AIM OF THE TASK => Search the entries for the word "instance" and report each line that has it.

===== AVAILABLE DATA =====

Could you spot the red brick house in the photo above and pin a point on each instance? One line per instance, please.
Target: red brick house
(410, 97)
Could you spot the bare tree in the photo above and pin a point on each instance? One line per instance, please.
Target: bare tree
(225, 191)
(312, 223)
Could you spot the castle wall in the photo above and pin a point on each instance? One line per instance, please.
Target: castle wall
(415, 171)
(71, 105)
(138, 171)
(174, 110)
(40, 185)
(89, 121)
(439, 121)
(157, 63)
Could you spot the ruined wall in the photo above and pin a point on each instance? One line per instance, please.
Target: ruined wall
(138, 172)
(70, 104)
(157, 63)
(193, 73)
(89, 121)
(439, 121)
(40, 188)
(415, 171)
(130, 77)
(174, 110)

=====

ANSWER AREA =>
Could you spot the red brick house in the photo above and pin a point on each instance? One line per instance, please.
Could you spot the bare tree in the photo above and pin a point on each instance? One line per instance, please.
Could you spot the castle wall in the photo above and pin a point on each instance? One line per instance, please.
Could you spot the ruined wall in the photo above and pin a point on each instance? One line per instance, please.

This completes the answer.